+++ THE RECORDS +++
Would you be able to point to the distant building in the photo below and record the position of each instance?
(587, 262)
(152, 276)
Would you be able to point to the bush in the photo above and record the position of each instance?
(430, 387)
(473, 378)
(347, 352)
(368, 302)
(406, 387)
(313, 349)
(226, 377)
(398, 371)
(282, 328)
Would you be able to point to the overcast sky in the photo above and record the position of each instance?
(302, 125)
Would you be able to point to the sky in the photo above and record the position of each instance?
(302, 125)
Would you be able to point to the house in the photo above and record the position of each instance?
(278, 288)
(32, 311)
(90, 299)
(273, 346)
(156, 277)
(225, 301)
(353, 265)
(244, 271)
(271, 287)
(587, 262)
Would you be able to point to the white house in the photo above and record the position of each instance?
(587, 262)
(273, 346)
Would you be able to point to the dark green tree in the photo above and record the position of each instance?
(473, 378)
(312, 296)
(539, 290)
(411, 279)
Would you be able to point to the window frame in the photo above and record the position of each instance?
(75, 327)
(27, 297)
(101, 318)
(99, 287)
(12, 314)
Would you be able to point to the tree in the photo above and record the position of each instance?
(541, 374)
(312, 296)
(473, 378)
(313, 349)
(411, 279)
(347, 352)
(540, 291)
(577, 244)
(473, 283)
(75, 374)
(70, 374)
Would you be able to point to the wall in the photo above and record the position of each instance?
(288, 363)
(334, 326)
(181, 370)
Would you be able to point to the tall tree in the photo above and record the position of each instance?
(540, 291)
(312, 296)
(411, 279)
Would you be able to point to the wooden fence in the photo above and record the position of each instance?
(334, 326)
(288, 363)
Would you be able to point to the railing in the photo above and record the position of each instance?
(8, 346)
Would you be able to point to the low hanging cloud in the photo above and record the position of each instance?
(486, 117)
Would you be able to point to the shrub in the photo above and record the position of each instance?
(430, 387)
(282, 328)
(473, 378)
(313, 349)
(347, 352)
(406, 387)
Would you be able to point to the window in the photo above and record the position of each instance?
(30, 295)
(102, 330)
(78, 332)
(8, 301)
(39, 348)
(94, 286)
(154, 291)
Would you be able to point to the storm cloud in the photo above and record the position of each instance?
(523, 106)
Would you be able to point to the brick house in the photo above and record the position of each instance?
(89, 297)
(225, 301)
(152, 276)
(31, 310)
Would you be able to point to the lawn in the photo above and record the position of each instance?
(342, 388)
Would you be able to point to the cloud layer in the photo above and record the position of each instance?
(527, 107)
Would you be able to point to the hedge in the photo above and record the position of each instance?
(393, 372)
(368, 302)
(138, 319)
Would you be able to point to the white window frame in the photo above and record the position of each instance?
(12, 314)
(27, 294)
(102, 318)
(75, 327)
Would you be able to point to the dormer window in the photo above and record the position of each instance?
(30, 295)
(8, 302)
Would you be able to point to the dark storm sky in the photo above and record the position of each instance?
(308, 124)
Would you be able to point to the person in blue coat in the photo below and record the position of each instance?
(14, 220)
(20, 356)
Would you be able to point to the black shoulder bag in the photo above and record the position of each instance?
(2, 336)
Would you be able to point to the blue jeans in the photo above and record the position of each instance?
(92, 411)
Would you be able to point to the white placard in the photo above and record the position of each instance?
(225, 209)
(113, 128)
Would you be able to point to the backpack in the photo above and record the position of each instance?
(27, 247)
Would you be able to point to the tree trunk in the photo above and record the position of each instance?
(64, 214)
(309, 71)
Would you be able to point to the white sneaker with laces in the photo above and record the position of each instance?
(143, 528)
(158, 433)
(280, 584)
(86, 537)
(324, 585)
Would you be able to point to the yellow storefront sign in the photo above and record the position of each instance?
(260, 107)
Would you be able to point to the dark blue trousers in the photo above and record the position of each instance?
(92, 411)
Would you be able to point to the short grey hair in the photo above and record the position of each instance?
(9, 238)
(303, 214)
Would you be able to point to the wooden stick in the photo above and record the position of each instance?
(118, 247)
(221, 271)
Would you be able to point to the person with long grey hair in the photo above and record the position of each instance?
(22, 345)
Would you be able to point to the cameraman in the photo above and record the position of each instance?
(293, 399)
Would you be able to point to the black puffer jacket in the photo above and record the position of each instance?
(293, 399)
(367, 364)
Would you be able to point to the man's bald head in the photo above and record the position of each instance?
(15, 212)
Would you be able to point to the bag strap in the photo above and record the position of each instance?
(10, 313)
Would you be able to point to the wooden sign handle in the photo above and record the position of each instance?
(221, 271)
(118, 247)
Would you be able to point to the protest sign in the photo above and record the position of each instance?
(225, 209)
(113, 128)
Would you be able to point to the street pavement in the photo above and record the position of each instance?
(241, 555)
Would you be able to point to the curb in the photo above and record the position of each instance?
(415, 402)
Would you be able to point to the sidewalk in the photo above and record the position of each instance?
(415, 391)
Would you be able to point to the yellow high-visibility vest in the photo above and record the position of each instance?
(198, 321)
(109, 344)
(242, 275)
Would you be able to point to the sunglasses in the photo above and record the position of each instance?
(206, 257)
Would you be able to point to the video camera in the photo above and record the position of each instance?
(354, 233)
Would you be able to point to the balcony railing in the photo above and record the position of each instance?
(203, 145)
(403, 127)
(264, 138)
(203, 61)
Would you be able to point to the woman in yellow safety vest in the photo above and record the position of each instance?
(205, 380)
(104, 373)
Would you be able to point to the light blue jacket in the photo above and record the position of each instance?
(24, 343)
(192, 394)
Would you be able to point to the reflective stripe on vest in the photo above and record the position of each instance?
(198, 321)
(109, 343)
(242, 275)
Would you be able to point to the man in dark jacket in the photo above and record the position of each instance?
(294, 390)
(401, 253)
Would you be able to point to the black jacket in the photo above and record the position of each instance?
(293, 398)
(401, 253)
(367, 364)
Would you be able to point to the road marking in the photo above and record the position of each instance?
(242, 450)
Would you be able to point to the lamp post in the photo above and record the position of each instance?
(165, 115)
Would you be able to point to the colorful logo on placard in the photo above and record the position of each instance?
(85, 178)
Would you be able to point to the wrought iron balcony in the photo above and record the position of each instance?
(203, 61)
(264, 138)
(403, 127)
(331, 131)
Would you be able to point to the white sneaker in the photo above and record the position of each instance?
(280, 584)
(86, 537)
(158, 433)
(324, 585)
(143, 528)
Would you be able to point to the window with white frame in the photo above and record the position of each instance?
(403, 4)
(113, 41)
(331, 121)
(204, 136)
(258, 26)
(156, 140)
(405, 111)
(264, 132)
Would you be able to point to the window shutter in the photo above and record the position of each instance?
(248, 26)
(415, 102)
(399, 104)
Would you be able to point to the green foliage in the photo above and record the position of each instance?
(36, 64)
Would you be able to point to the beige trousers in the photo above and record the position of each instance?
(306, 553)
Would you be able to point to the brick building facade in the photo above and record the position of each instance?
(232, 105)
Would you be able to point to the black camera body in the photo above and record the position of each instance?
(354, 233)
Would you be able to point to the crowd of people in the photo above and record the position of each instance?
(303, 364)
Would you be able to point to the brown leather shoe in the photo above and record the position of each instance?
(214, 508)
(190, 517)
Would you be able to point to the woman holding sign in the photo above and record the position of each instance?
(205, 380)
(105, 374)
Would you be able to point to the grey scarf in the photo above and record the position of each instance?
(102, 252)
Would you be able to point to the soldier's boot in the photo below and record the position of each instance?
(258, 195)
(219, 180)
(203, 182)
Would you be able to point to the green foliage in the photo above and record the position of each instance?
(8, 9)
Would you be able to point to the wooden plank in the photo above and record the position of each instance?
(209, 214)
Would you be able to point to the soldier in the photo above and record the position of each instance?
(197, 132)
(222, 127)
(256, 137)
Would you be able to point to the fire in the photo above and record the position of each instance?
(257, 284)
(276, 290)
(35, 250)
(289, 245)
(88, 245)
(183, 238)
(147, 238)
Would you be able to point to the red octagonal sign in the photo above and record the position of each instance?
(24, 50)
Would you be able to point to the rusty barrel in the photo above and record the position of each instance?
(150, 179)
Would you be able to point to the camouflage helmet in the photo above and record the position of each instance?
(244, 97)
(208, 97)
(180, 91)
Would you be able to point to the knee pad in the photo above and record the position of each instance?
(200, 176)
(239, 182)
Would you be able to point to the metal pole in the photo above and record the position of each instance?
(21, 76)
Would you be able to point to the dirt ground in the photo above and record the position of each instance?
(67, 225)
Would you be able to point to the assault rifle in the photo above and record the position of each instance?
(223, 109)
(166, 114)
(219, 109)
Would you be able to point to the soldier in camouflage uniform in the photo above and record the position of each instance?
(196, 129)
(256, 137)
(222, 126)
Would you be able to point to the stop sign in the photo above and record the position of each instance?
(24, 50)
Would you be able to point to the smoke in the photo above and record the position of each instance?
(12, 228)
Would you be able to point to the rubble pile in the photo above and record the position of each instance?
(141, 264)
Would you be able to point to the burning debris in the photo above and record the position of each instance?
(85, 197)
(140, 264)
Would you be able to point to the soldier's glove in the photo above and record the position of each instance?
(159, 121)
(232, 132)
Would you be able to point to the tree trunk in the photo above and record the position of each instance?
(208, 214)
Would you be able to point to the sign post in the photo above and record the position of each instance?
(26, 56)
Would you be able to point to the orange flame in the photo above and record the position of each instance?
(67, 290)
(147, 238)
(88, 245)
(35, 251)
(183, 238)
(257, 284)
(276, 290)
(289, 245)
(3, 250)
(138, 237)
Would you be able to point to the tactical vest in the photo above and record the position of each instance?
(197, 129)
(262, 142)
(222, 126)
+++
-- WHAT THE EXERCISE ASKS --
Nothing should appear in the output except the lines from the one with "Would you be able to point to the tactical" through the end of the records above, copied exactly.

-- ANSWER SECTION --
Would you be able to point to the tactical vest in the photo above and record the position of each instance?
(197, 129)
(262, 142)
(222, 126)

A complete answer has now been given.